**AVAILABLE RECORDS**
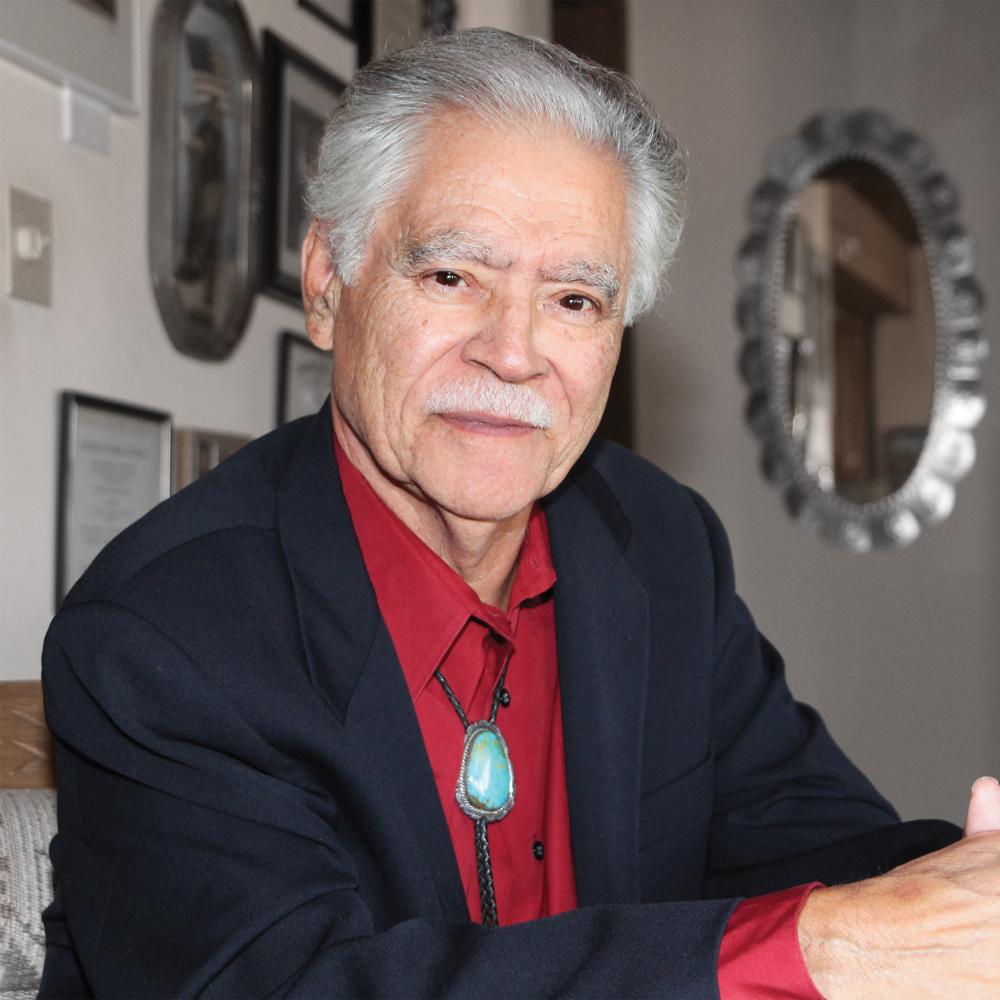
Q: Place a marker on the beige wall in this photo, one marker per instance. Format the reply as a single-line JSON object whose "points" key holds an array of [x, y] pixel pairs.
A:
{"points": [[900, 650]]}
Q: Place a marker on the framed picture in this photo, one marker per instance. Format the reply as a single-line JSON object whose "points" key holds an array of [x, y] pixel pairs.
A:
{"points": [[92, 46], [203, 174], [298, 98], [114, 466], [383, 26], [341, 15], [199, 451], [304, 374]]}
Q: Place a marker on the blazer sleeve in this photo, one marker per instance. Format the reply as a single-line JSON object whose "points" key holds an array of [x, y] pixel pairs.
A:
{"points": [[789, 807], [184, 870]]}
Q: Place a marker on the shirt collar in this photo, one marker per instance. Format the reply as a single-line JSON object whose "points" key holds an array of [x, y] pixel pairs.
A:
{"points": [[424, 602]]}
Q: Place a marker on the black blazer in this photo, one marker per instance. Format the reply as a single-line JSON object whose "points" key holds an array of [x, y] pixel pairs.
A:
{"points": [[246, 807]]}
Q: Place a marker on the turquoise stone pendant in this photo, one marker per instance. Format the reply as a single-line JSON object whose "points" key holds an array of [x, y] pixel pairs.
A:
{"points": [[486, 779]]}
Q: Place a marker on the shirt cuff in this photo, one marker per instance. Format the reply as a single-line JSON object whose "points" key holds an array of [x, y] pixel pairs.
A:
{"points": [[760, 958]]}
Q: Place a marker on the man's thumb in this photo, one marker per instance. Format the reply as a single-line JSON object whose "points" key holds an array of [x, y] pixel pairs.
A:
{"points": [[984, 807]]}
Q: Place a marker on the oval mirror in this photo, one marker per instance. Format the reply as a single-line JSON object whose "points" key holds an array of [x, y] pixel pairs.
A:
{"points": [[861, 318]]}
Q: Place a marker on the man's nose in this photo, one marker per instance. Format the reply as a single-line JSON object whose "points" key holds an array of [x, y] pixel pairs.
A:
{"points": [[507, 341]]}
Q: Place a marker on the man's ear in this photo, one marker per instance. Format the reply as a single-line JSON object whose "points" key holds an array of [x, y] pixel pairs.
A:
{"points": [[320, 286]]}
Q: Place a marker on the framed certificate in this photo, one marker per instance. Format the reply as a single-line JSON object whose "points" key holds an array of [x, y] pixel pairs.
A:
{"points": [[304, 376], [114, 466]]}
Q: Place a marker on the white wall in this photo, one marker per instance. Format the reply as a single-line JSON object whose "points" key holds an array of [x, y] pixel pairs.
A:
{"points": [[103, 333], [899, 650]]}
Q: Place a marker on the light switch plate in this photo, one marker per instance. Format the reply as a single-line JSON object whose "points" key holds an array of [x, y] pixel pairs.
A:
{"points": [[29, 247]]}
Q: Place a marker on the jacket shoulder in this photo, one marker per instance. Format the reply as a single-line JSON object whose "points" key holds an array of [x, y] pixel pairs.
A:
{"points": [[241, 493]]}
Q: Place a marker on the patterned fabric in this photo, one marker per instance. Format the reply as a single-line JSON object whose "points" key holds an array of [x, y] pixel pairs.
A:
{"points": [[27, 824]]}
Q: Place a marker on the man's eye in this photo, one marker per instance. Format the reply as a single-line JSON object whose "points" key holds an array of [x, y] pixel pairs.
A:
{"points": [[577, 303]]}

**INSTRUCTIONS FOR THE TASK**
Render the material above as a JSON list of strings, one string per line, with blank lines omitted and the picture left out.

**SOLUTION BELOW**
[
  "Q: Place a marker on the beige wall in this photo, one marker per instance. Format the reply as a single-line JSON object whose \"points\" key holds an array of [x, y] pixel pairs.",
  "A:",
  "{\"points\": [[900, 650]]}",
  "Q: Place a marker on the framed picture in this photo, one marker per instance. Format the reply as a single-line JSON object whose \"points\" key holds an array of [x, y] pixel pairs.",
  "A:",
  "{\"points\": [[92, 46], [203, 174], [298, 98], [114, 466], [383, 26], [341, 15], [199, 451], [304, 374]]}",
  "Q: Place a marker on the blazer sleeve in this photo, one marker per instance. Format the reply as a single-line JSON object whose \"points\" key holds an array of [x, y] pixel pairs.",
  "A:",
  "{\"points\": [[789, 807], [184, 870]]}",
  "Q: Place a marker on the shirt collar in this photo, one marker per instance. Format the reply as a single-line JSON object whose \"points\" key holds an array of [x, y] pixel pairs.",
  "A:",
  "{\"points\": [[424, 602]]}",
  "Q: Place a marker on the black blazer in this photo, one marker per instance. Format the reply as a single-line JSON object whose \"points\" key holds an array of [x, y] pixel pairs.",
  "A:",
  "{\"points\": [[246, 807]]}",
  "Q: Place a marker on the turquoise stone pendant in this photo, one marker per instance. Format the reply as a single-line JSON object whose \"points\" key holds an array of [x, y] pixel pairs.",
  "A:",
  "{\"points\": [[486, 779]]}",
  "Q: Place a marker on the shirt cuff in this photo, one marker per instance. Format the reply as a single-line JSON object whose \"points\" key holds an array of [x, y] pixel pairs.",
  "A:",
  "{\"points\": [[760, 958]]}",
  "Q: Place a marker on the man's thumb in this photo, one marker per instance. Format the reply as a single-line JSON object whose \"points\" key holds an array of [x, y] pixel pairs.",
  "A:",
  "{\"points\": [[984, 807]]}",
  "Q: Place a marker on the oval mirror in this photo, one marker per instance. Format the reply as a single-line JSON object whose \"points\" key holds an array of [x, y] pixel pairs.",
  "A:",
  "{\"points\": [[861, 318]]}",
  "Q: Place a marker on the man's nose in this photo, one marker per instance. Format the reply as a single-line JSON object whose \"points\" key holds an array of [x, y] pixel pairs.",
  "A:",
  "{\"points\": [[507, 341]]}",
  "Q: Place a marker on the man's ear in this photo, one marker per instance. Format the reply as a single-line JSON object whose \"points\" key holds an array of [x, y] pixel pairs.",
  "A:",
  "{\"points\": [[320, 286]]}",
  "Q: Place a marker on the framed certificate in this photo, one marker per instance. Format the reply as a single-line JSON object whose \"points\" key holds an array of [x, y] pixel pairs.",
  "A:",
  "{\"points\": [[304, 376], [114, 466]]}",
  "Q: Place a marker on the white wall in this photo, one marker per instance. Format the reply as a single-line JSON object whose \"points\" key holds an array of [x, y] pixel pairs.",
  "A:",
  "{\"points\": [[103, 333], [899, 650]]}",
  "Q: Place a marker on the light switch plate in this photo, one marker per instance. Format the reply as a single-line JSON object whose \"points\" key holds an array of [x, y] pixel pairs.",
  "A:",
  "{\"points\": [[29, 247]]}",
  "Q: Place a marker on the jacket shoulder in this photo, one marker per instance. Format the reply as a single-line JSON object whose \"points\" key holds an array of [x, y] pixel pairs.",
  "A:",
  "{\"points\": [[241, 493]]}",
  "Q: Place a marker on the patterned fabric in this photo, one marker per instance. Format the reply as a single-line JSON object whose \"points\" key holds an array of [x, y] pixel pairs.",
  "A:",
  "{\"points\": [[27, 824]]}",
  "Q: Place a marker on the man's eye in this photo, one marker per instance. Format the reply as a single-line JSON object whose \"points\" key holds an array of [x, y] pixel pairs.",
  "A:",
  "{\"points\": [[577, 303]]}"
]